----- Extracto seleccionado

Entretanto, los servicios secretos libios asesinaban por todo el mundo a
cualquier opositor.
Gadafi se veía como un revolucionario con una visión cósmica. Se
inventó el concepto de yamahiriya o república asamblearia de las masas.
Y, cual Mao árabe, editó su Libro Verde, un revuelto indigerible de
socialismo, panarabismo, populismo e islam, como base de una "tercera
teoría mundial" alternativa al capitalismo y al comunismo. Todo pagado con
el muchísimo dinero de los pozos de petróleo libios.
En
1986, por órdenes de Reagan, aviones estadounidenses bombardearon Libia con la
intención de liquidar a Gadafi. No lo consiguieron, pero sí mataron a una hija
adoptiva suya. En búsqueda de venganza, sus servicios secretos estuvieron
detrás de los atentados contra un avión de Pan Am en Lockerbie, en 1988, y un
avión francés de UTA sobre Níger, en 1989.
Vi a
Gadafi a finales de los ochenta en Marraquech, Argel y Trípoli. Se tomaba por
un nuevo Saladino capaz de reconquistar por las armas Palestina y alzar su
estandarte en Jerusalén. Ya era un anacronismo incluso para la mayoría de los
demás dirigentes árabes, incluido Arafat, que iban aceptando la imposibilidad
de una victoria militar sobre un Israel protegido por Estados Unidos y el
carácter inevitable del Estado judío. Gadafi cultivaba su estilo: llegaba tarde
o no llegaba a las reuniones; levantaba el puño cada dos por tres; calzaba
botas con tacones altísimos; vestía trajes seudobeduinos diseñados en Italia o
uniformes de jefe de pista de circo austrohúngaro; transportaba camellas en su
avión para beber su leche; andaba protegido por una guardia personal de
amazonas vírgenes... Era un niño caprichoso, de reacciones imprevisibles. Una
vez, se cubrió la mano derecha con un guante blanco para estrechar la de Hassan
II sin que su carne tocara la de aquel monarca que había saludado a dirigentes
israelíes.

----------
----- Datos disponibles

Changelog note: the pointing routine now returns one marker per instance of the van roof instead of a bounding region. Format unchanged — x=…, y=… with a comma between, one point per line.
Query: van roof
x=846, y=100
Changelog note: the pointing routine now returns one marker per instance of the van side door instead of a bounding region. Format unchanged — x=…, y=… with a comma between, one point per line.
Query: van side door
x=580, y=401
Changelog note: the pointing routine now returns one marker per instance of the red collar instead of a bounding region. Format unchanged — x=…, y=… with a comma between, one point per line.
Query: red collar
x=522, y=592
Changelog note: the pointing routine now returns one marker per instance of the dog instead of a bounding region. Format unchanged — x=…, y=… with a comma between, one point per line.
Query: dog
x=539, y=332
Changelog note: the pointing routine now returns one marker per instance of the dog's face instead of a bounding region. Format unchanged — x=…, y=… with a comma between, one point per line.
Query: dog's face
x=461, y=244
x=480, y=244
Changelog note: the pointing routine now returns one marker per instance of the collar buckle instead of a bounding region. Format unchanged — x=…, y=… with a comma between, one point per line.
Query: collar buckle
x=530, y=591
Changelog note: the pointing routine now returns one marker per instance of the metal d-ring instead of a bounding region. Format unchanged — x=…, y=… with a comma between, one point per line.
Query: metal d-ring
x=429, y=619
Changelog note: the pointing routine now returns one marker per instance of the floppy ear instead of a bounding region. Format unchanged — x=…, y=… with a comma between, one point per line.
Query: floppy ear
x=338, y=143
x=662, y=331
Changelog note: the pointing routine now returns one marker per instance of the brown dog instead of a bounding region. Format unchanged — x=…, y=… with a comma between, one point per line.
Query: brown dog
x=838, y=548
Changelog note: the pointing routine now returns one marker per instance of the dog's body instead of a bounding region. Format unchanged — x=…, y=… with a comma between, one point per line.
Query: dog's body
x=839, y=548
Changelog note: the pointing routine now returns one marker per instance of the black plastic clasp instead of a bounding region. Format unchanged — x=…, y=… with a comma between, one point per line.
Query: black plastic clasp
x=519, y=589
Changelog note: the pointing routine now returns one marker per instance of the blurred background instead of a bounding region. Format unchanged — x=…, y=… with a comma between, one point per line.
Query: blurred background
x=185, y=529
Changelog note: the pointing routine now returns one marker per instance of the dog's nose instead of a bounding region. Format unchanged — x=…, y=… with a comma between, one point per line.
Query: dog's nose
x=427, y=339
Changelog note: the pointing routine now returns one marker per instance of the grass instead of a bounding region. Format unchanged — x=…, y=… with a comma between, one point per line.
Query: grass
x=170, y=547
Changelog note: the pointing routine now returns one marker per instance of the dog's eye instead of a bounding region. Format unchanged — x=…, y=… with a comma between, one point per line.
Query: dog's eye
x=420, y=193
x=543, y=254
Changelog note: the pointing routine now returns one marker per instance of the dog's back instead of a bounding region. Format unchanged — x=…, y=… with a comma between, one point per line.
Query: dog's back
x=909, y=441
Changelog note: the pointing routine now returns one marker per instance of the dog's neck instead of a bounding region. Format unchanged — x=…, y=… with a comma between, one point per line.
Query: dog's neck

----------

--- Tareas por resolver ---
1) En el extracto sobre Gadafi, ¿con qué se cubrió la mano derecha para estrechar la de Hassan II?
2) Copie del extracto sobre Gadafi el fragmento comprendido entre "Entretanto, los servicios" y "Níger, en 1989.", ambos incluidos.

--- Resultados en orden ---
1) Con un guante blanco.

2)
Entretanto, los servicios secretos libios asesinaban por todo el mundo a
cualquier opositor.
Gadafi se veía como un revolucionario con una visión cósmica. Se
inventó el concepto de yamahiriya o república asamblearia de las masas.
Y, cual Mao árabe, editó su Libro Verde, un revuelto indigerible de
socialismo, panarabismo, populismo e islam, como base de una "tercera
teoría mundial" alternativa al capitalismo y al comunismo. Todo pagado con
el muchísimo dinero de los pozos de petróleo libios.
En
1986, por órdenes de Reagan, aviones estadounidenses bombardearon Libia con la
intención de liquidar a Gadafi. No lo consiguieron, pero sí mataron a una hija
adoptiva suya. En búsqueda de venganza, sus servicios secretos estuvieron
detrás de los atentados contra un avión de Pan Am en Lockerbie, en 1988, y un
avión francés de UTA sobre Níger, en 1989.